Good government groups issued this statement today voicing their strenuous opposition to S.4088-B (Golden/No Number Yet in the Assembly), a bill that would authorize the New York City Board of Elections (City Board) to use mechanical lever voting machines in and for any non-federal elections. The bill has passed the Senate and the Assembly is seriously considering a return to lever machines.
Our groups believe this legislation is a simplistic and misguided attempt to address a potential crisis in effectively administering this year’s municipal runoff elections. It would establish dangerous precedents that could lead to the disenfranchisement of voters. Bringing back the lever machines is a half-baked solution that seeks to absolve the responsibility of the legislature in creating a crisis borne of their own failure to act. It does not.
The hard truth is administering a runoff election two weeks after the primary is challenging with the new voting machines or the old lever machines. The answer for this year’s runoff election at this late stage should be to embrace modernity rather than revert back to the past, and do what needs to be done to make the new machines capable of handling the run-off election.
+---+
→ ACTIONS TO TAKE
a – From the statement on lever voting machines above, reproduce the passage starting with "The hard truth" and going on through "the run-off election.".
b – In one to three sentences, explain why the groups behind the statement on lever voting machines oppose S.4088-B.

→ STORED DATA
+---+
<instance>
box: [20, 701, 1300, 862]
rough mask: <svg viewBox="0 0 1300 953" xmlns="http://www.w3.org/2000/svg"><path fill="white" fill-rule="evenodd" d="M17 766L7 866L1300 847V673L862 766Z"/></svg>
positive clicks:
+---+
→ RESPONSES FOR EACH TASK
a –
The hard truth is administering a runoff election two weeks after the primary is challenging with the new voting machines or the old lever machines. The answer for this year’s runoff election at this late stage should be to embrace modernity rather than revert back to the past, and do what needs to be done to make the new machines capable of handling the run-off election.

b – They see the bill as a simplistic and misguided attempt to handle a potential crisis in administering this year's municipal runoff elections. They say it would set dangerous precedents that could lead to the disenfranchisement of voters. They also call it a half-baked solution that tries to absolve the legislature of responsibility for a crisis caused by its own failure to act.